Here are some records; quote them exactly, leaving out the pictures.
** start Records for this exercise **
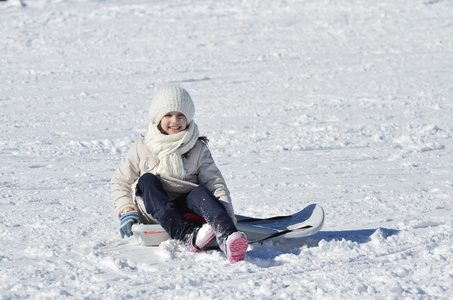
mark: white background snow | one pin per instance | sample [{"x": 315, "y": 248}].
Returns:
[{"x": 347, "y": 104}]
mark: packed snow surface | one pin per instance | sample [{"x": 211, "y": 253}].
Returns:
[{"x": 347, "y": 104}]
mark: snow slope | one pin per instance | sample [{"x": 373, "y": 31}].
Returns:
[{"x": 347, "y": 104}]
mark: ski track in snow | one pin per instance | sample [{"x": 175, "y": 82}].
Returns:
[{"x": 347, "y": 104}]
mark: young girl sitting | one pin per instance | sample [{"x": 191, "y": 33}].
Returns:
[{"x": 171, "y": 174}]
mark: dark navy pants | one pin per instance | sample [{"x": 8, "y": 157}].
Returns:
** end Records for this exercise **
**Solution for this task:**
mark: white background snow | one pin per instance | sample [{"x": 315, "y": 248}].
Returns:
[{"x": 347, "y": 104}]
mark: packed snow surface | one pin per instance | sample [{"x": 211, "y": 253}].
Returns:
[{"x": 347, "y": 104}]
mark: snow slope | one pin per instance | sample [{"x": 373, "y": 31}].
Returns:
[{"x": 347, "y": 104}]
mark: ski track in snow | one pin per instance | sample [{"x": 175, "y": 82}].
Returns:
[{"x": 347, "y": 104}]
mark: young girl sitting | one pin per instance | sample [{"x": 191, "y": 33}].
Returns:
[{"x": 171, "y": 174}]
mark: dark navy pants | one pin per instance | sample [{"x": 8, "y": 157}].
Returns:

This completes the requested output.